Go through the listing below and show each line that has the word "params".

_Provided data_.
--

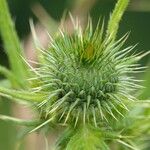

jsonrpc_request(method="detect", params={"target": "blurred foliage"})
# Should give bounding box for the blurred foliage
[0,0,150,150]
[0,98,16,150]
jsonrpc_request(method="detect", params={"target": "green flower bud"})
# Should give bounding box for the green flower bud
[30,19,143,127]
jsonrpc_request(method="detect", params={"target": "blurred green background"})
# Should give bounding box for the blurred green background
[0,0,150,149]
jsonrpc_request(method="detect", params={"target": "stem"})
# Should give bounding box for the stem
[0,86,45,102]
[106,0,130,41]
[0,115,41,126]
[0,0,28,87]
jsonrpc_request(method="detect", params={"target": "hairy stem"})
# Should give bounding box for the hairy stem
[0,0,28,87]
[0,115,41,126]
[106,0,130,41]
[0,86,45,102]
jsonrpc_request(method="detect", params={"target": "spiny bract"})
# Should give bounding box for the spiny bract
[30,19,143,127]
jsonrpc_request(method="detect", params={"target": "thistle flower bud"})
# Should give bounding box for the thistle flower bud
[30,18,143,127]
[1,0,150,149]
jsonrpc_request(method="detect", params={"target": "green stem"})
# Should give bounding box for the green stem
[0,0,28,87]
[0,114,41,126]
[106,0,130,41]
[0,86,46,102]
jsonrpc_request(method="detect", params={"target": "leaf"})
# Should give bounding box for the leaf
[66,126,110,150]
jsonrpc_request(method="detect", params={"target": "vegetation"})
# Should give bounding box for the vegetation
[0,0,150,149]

--

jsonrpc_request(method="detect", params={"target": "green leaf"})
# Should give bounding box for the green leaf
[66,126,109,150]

--

_Solution for this exercise_.
jsonrpc_request(method="detect", params={"target": "blurred foliage"})
jsonrpc_request(method="detect", params={"target": "green flower bud"})
jsonrpc_request(method="detect", params={"target": "blurred green background"})
jsonrpc_request(method="detect", params={"target": "stem"})
jsonrpc_request(method="detect", params={"target": "hairy stem"})
jsonrpc_request(method="detect", params={"target": "spiny bract"})
jsonrpc_request(method="detect", params={"target": "thistle flower bud"})
jsonrpc_request(method="detect", params={"target": "green stem"})
jsonrpc_request(method="detect", params={"target": "leaf"})
jsonrpc_request(method="detect", params={"target": "vegetation"})
jsonrpc_request(method="detect", params={"target": "green leaf"})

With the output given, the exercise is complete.